What to work on:
A – In the debate transcript, on what date did Lord Astor of Hever lead the earlier debate on this legislation?
B – Transcribe the part of the debate transcript between "That the Grand" and "of Hever) (Con)", inclusive.

Extract to read:
· · · ·
That the Grand Committee do consider the Armed Forces and Reserve Forces (Compensation Scheme) (Consequential Provisions: Primary Legislation) (Northern Ireland) Order 2013.

Relevant documents: 15th Report from the Joint Committee on Statutory Instruments.

Lord Astor of Hever Portrait The Parliamentary Under-Secretary of State, Ministry of Defence (Lord Astor of Hever) (Con)
- Hansard - -

Noble Lords may recall that I led a debate on 15 October this year, introducing this legislation specifically for those seriously injured service and ex-service personnel resident in Northern Ireland who are entitled to an Armed Forces independence payment, or AFIP. This legislation provides access to additional benefits, schemes and services, known as passported benefits. The Motion was passed by the Committee but, due to a procedural error in the progress of the statutory instrument in the other place, the legislation must be debated again before it can come into force.

Although the AFIP has been available to seriously injured service and ex-service personnel resident in Northern Ireland, the legislative changes to provide access to passported benefits have not been implemented. A second statutory instrument, amending secondary legislation, will be in place shortly. Today’s debate gives Members a second opportunity to debate this legislation. It provides access to two minor but important legislative changes in respect of carer’s allowance and the Christmas bonus.
· · · ·
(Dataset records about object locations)
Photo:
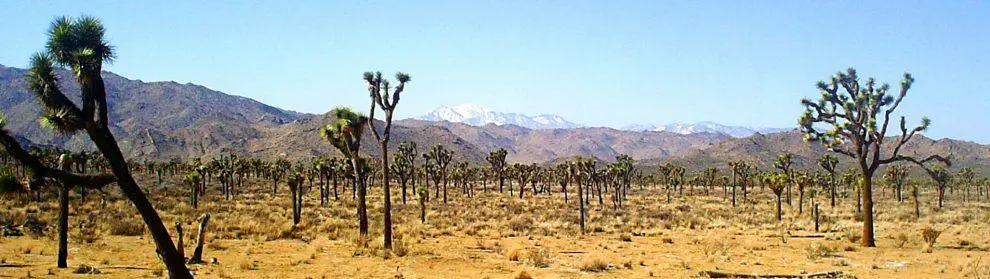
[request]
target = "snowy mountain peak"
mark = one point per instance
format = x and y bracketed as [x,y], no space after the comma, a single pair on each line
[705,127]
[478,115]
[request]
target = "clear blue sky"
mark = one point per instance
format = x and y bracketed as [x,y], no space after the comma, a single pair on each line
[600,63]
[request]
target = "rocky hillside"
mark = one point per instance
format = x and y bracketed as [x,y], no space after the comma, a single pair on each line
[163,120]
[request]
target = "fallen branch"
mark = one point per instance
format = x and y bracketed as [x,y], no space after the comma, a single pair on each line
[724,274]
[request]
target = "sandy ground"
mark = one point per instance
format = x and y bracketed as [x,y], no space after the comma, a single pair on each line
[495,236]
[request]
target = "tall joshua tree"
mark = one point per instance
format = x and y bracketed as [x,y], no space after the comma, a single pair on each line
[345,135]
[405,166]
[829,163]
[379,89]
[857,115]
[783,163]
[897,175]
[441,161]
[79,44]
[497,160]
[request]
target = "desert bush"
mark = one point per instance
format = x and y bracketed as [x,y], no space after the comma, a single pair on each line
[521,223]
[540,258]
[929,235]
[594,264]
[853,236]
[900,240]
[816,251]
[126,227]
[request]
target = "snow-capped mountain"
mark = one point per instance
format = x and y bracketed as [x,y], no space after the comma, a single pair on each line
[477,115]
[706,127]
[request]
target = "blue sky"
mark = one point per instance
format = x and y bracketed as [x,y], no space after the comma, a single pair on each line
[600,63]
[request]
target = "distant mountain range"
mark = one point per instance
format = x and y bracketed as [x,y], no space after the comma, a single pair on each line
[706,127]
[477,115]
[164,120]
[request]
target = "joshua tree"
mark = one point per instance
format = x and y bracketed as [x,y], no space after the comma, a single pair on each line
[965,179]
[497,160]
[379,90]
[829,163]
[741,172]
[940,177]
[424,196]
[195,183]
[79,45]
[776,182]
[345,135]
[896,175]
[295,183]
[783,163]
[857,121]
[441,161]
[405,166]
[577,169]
· · · ·
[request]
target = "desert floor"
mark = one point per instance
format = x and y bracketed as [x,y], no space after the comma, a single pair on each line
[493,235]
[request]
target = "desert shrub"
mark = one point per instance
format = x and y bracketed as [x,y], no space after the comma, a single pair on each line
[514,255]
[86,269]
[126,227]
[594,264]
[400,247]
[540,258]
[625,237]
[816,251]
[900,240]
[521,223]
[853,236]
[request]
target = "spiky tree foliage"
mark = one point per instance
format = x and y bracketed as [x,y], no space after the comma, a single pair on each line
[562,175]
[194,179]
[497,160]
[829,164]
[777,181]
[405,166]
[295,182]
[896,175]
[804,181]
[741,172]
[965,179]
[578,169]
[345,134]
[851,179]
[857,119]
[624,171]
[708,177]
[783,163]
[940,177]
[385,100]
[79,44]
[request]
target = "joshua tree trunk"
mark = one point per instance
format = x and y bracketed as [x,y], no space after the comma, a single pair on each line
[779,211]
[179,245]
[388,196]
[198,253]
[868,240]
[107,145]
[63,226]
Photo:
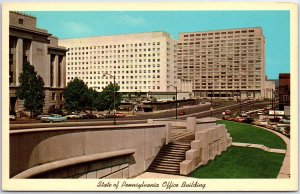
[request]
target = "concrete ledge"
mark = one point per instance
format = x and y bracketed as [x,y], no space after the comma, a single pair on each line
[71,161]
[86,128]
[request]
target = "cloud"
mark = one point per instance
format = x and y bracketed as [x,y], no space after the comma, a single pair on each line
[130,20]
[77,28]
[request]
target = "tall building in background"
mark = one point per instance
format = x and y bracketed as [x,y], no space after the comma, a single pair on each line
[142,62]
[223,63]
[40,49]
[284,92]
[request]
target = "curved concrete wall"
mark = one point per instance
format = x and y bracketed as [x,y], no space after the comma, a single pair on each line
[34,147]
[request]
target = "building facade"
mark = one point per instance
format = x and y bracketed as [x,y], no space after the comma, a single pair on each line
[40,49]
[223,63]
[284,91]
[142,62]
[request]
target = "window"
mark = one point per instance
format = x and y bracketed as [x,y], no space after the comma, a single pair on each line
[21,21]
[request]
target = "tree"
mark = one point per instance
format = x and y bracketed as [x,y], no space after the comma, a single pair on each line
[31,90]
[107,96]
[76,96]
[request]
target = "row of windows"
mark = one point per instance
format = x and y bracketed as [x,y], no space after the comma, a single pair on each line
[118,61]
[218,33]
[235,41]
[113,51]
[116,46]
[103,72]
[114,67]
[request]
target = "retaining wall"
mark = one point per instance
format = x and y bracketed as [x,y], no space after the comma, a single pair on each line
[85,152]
· · · ·
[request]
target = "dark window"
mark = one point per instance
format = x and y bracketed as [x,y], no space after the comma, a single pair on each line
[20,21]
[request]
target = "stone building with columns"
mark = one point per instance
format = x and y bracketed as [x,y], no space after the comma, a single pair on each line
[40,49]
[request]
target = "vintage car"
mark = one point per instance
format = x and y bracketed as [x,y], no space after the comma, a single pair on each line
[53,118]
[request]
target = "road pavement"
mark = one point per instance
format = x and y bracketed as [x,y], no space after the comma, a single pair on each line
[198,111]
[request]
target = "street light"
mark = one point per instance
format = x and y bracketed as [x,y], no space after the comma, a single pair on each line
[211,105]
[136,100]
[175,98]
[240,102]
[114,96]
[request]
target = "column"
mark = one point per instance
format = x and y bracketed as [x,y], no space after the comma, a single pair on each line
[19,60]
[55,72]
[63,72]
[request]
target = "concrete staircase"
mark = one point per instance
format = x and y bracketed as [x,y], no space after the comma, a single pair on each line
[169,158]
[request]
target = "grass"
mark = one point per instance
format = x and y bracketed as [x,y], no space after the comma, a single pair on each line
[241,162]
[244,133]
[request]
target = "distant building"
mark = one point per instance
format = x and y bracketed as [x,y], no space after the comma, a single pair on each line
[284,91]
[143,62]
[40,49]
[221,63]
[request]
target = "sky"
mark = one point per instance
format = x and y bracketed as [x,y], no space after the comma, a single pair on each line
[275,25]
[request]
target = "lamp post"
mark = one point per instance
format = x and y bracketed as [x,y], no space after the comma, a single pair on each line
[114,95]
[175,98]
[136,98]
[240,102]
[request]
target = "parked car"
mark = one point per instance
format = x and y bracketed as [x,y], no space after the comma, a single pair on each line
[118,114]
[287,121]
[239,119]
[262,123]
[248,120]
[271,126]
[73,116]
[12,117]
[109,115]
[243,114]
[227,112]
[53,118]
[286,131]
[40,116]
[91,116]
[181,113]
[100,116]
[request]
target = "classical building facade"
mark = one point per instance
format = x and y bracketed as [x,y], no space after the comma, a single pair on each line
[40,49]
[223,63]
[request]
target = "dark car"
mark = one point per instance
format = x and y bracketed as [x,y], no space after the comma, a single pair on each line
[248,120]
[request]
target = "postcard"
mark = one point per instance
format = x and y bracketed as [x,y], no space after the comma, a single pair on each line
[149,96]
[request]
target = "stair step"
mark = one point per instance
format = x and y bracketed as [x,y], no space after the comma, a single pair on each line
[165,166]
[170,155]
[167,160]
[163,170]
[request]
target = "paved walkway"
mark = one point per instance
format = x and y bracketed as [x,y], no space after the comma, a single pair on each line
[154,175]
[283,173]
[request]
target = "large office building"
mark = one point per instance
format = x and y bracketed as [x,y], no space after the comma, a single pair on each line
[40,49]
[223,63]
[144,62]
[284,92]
· · · ·
In response:
A – 15 October

B –
That the Grand Committee do consider the Armed Forces and Reserve Forces (Compensation Scheme) (Consequential Provisions: Primary Legislation) (Northern Ireland) Order 2013.

Relevant documents: 15th Report from the Joint Committee on Statutory Instruments.

Lord Astor of Hever Portrait The Parliamentary Under-Secretary of State, Ministry of Defence (Lord Astor of Hever) (Con)